» What is asked
Return, character for character, the lines from the one bearing "Each instance of the asphalt" through the end of the material. Omit everything before that line.

[Records]
****************
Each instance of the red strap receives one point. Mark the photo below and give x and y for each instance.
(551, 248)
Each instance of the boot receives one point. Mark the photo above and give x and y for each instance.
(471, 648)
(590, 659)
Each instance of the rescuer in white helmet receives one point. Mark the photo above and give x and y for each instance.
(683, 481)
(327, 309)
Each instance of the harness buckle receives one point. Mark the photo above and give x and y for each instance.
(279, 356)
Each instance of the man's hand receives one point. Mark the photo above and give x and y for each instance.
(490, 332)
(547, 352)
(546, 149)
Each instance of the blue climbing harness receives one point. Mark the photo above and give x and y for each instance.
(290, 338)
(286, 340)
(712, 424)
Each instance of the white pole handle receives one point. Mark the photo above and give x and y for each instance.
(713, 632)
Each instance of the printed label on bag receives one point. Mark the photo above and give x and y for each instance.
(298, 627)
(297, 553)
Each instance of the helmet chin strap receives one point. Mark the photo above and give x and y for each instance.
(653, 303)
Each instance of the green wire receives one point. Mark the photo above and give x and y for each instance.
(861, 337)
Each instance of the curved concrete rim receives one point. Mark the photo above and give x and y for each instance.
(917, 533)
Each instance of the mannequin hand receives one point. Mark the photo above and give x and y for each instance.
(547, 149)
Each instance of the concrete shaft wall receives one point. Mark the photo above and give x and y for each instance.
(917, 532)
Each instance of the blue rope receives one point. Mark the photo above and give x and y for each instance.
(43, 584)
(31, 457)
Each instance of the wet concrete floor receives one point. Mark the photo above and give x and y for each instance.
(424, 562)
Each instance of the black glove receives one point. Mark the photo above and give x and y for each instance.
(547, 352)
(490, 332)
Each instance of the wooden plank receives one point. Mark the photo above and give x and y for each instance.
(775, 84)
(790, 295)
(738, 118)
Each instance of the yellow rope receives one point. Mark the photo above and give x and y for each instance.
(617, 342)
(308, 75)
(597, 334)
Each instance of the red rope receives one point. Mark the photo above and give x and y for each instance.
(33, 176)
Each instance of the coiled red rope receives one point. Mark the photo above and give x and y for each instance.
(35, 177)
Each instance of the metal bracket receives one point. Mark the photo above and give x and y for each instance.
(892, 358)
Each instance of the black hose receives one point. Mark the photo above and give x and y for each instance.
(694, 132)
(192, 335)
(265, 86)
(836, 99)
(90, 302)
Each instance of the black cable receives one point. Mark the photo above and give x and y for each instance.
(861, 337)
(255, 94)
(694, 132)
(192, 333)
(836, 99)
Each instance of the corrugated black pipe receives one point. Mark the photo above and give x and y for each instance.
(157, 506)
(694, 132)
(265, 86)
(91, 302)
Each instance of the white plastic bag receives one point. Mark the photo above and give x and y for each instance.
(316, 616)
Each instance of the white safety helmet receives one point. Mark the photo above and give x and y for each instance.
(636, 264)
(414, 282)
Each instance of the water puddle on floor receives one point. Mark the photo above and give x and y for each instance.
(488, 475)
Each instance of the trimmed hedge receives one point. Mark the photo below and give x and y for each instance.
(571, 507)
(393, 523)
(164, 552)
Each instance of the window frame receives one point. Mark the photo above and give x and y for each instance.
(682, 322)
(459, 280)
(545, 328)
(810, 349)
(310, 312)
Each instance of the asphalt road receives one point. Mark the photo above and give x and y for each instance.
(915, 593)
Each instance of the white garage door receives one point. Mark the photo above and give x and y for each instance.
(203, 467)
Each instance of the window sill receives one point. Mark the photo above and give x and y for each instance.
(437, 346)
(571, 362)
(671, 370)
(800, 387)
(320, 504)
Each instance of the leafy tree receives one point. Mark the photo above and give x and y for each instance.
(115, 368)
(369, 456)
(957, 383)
****************
» Answer below
Each instance of the asphalt road receives one point. Mark the photo above and give x and y for each instance.
(915, 593)
Each instance of the white garage door receives one point. Mark the photo above and give x and y for each instance.
(203, 467)
Each instance of the window sill receives one point. Mark the photo above and give x and y for each instance.
(437, 346)
(571, 362)
(671, 370)
(800, 387)
(320, 504)
Each instance of the leafy tree receives one point. Mark the photo above and give x and y for each instance.
(115, 368)
(369, 456)
(957, 383)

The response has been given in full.